:: ASSIGNMENT ::
Starting at the line that holds "Category: side panel", copy every line exactly through the end of the data, and no others.

:: Collected data entries ::
------------------------------------------------

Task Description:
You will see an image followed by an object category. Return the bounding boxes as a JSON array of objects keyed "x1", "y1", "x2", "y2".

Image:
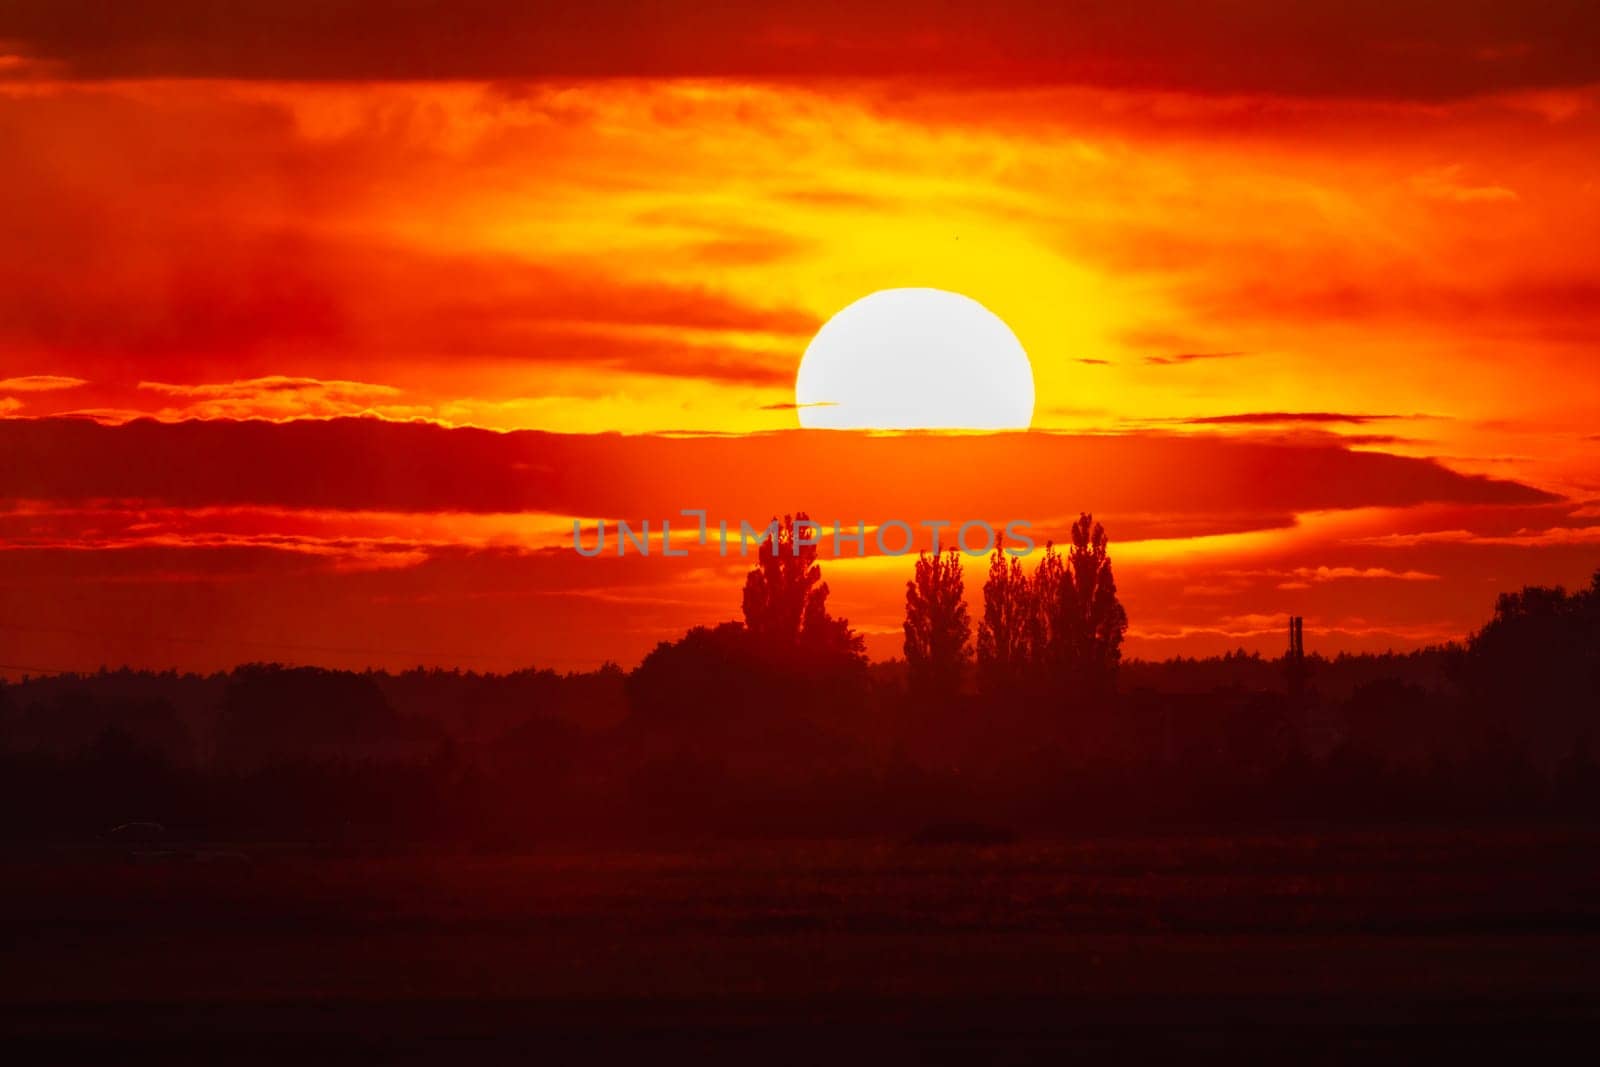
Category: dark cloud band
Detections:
[{"x1": 3, "y1": 2, "x2": 1597, "y2": 100}]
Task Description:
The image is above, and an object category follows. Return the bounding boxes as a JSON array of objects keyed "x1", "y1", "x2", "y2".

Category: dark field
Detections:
[{"x1": 4, "y1": 826, "x2": 1599, "y2": 1061}]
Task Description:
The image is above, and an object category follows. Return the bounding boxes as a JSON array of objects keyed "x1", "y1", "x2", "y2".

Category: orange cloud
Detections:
[
  {"x1": 1410, "y1": 164, "x2": 1519, "y2": 204},
  {"x1": 0, "y1": 375, "x2": 87, "y2": 391},
  {"x1": 136, "y1": 377, "x2": 416, "y2": 422},
  {"x1": 3, "y1": 76, "x2": 1597, "y2": 453}
]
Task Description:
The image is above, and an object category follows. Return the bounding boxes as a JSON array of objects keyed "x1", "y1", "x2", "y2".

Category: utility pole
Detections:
[{"x1": 1285, "y1": 615, "x2": 1306, "y2": 705}]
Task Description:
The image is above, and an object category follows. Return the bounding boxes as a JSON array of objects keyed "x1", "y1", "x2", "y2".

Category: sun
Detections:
[{"x1": 794, "y1": 288, "x2": 1035, "y2": 430}]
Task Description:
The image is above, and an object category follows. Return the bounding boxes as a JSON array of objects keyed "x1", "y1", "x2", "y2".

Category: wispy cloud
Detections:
[
  {"x1": 1183, "y1": 411, "x2": 1401, "y2": 426},
  {"x1": 758, "y1": 400, "x2": 838, "y2": 412},
  {"x1": 1354, "y1": 526, "x2": 1600, "y2": 548},
  {"x1": 0, "y1": 375, "x2": 88, "y2": 392},
  {"x1": 1273, "y1": 565, "x2": 1441, "y2": 589},
  {"x1": 137, "y1": 377, "x2": 418, "y2": 422},
  {"x1": 1410, "y1": 164, "x2": 1518, "y2": 204},
  {"x1": 1144, "y1": 351, "x2": 1247, "y2": 366}
]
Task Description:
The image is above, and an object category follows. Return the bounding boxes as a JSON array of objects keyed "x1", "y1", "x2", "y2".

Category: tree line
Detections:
[
  {"x1": 1, "y1": 511, "x2": 1596, "y2": 843},
  {"x1": 731, "y1": 509, "x2": 1129, "y2": 702}
]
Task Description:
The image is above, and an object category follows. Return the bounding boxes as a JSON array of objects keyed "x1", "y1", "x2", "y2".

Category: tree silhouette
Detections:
[
  {"x1": 904, "y1": 547, "x2": 971, "y2": 698},
  {"x1": 218, "y1": 665, "x2": 400, "y2": 767},
  {"x1": 977, "y1": 544, "x2": 1034, "y2": 696},
  {"x1": 1460, "y1": 568, "x2": 1600, "y2": 766},
  {"x1": 629, "y1": 622, "x2": 766, "y2": 729},
  {"x1": 741, "y1": 512, "x2": 864, "y2": 666},
  {"x1": 1034, "y1": 514, "x2": 1128, "y2": 698},
  {"x1": 1029, "y1": 540, "x2": 1066, "y2": 691},
  {"x1": 1061, "y1": 513, "x2": 1128, "y2": 693}
]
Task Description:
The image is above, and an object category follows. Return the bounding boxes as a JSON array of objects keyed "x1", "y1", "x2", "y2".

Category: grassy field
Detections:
[{"x1": 4, "y1": 826, "x2": 1599, "y2": 1060}]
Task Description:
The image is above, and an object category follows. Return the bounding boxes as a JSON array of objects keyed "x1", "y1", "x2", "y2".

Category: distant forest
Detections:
[{"x1": 3, "y1": 520, "x2": 1596, "y2": 844}]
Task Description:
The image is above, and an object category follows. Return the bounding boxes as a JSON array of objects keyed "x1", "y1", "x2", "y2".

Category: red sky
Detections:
[{"x1": 2, "y1": 2, "x2": 1598, "y2": 672}]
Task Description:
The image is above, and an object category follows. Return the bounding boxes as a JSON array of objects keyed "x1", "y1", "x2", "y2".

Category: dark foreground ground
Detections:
[{"x1": 4, "y1": 825, "x2": 1599, "y2": 1062}]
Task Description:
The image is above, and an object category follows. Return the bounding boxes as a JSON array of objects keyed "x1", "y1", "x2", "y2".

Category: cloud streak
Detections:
[
  {"x1": 1144, "y1": 352, "x2": 1247, "y2": 366},
  {"x1": 1182, "y1": 412, "x2": 1403, "y2": 426},
  {"x1": 0, "y1": 375, "x2": 88, "y2": 392}
]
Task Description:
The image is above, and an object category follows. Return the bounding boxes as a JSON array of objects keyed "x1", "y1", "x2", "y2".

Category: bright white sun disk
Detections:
[{"x1": 795, "y1": 288, "x2": 1034, "y2": 429}]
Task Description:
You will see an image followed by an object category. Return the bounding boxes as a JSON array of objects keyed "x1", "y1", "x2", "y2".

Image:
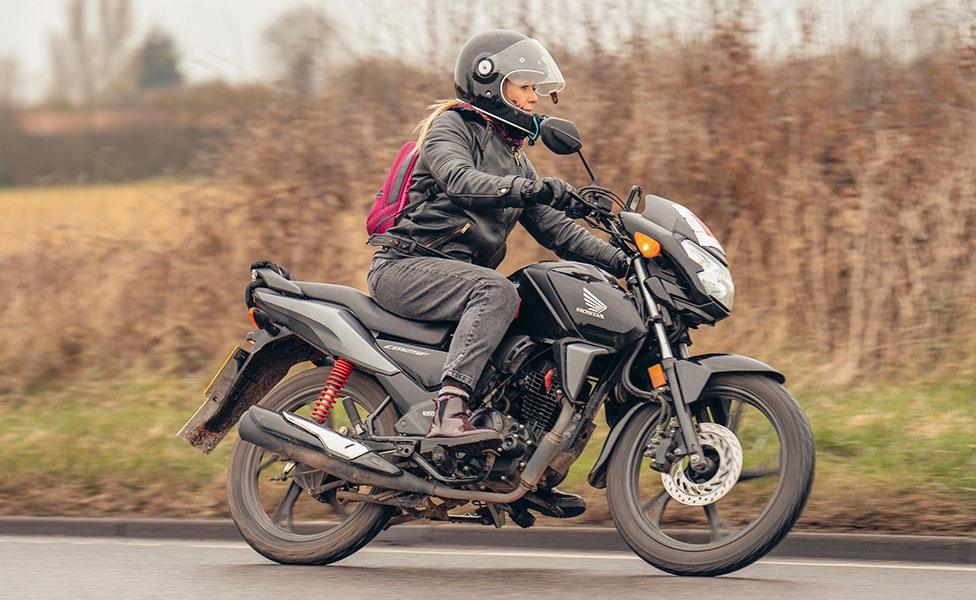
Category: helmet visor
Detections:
[{"x1": 488, "y1": 38, "x2": 566, "y2": 99}]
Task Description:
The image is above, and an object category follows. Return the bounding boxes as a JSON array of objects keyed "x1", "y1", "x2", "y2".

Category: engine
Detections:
[
  {"x1": 473, "y1": 354, "x2": 564, "y2": 480},
  {"x1": 509, "y1": 361, "x2": 563, "y2": 441},
  {"x1": 426, "y1": 338, "x2": 566, "y2": 485}
]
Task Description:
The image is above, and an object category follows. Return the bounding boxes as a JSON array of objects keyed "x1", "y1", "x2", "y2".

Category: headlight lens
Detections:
[{"x1": 680, "y1": 240, "x2": 735, "y2": 311}]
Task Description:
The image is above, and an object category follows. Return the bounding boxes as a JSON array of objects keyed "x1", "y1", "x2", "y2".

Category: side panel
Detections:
[
  {"x1": 374, "y1": 371, "x2": 437, "y2": 434},
  {"x1": 555, "y1": 340, "x2": 609, "y2": 402},
  {"x1": 376, "y1": 340, "x2": 447, "y2": 391},
  {"x1": 255, "y1": 290, "x2": 399, "y2": 375}
]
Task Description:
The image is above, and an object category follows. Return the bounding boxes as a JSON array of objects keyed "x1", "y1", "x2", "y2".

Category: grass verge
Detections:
[{"x1": 0, "y1": 369, "x2": 972, "y2": 535}]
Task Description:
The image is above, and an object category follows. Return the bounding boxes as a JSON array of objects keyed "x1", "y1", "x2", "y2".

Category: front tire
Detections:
[
  {"x1": 227, "y1": 366, "x2": 397, "y2": 565},
  {"x1": 607, "y1": 374, "x2": 815, "y2": 576}
]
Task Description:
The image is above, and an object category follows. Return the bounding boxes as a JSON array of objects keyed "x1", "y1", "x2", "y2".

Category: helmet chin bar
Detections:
[{"x1": 457, "y1": 99, "x2": 543, "y2": 141}]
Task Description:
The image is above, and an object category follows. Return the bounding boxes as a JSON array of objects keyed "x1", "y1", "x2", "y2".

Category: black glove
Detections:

------------------------------------------------

:: RESULT OF THIS TASK ::
Category: side panel
Detections:
[
  {"x1": 374, "y1": 371, "x2": 437, "y2": 434},
  {"x1": 555, "y1": 340, "x2": 609, "y2": 402},
  {"x1": 376, "y1": 340, "x2": 447, "y2": 391},
  {"x1": 255, "y1": 290, "x2": 399, "y2": 375}
]
Task Description:
The image is above, and an object category follows. Return the bounding boxes as a JSON array of objects keyed "x1", "y1", "x2", "y2".

Category: grass verge
Detections:
[{"x1": 0, "y1": 369, "x2": 972, "y2": 535}]
Task Description:
The image is above, and an object category follows. Return the bounding boxes as a JSON array of objects keyed "x1", "y1", "x2", "y2".

Category: front tire
Detections:
[
  {"x1": 227, "y1": 366, "x2": 397, "y2": 565},
  {"x1": 607, "y1": 374, "x2": 815, "y2": 576}
]
Task Description:
The image is above, and an object category follows. Return the bounding boxes as a JSON array of objects keyed "x1", "y1", "x2", "y2".

Category: helmet chin bar
Detections:
[{"x1": 457, "y1": 99, "x2": 543, "y2": 141}]
Task Description:
The image is above, and an object category follows. Return the bounding boxes as a JSON array of objects keyed "x1", "y1", "x2", "y2".

Category: black glove
Detections:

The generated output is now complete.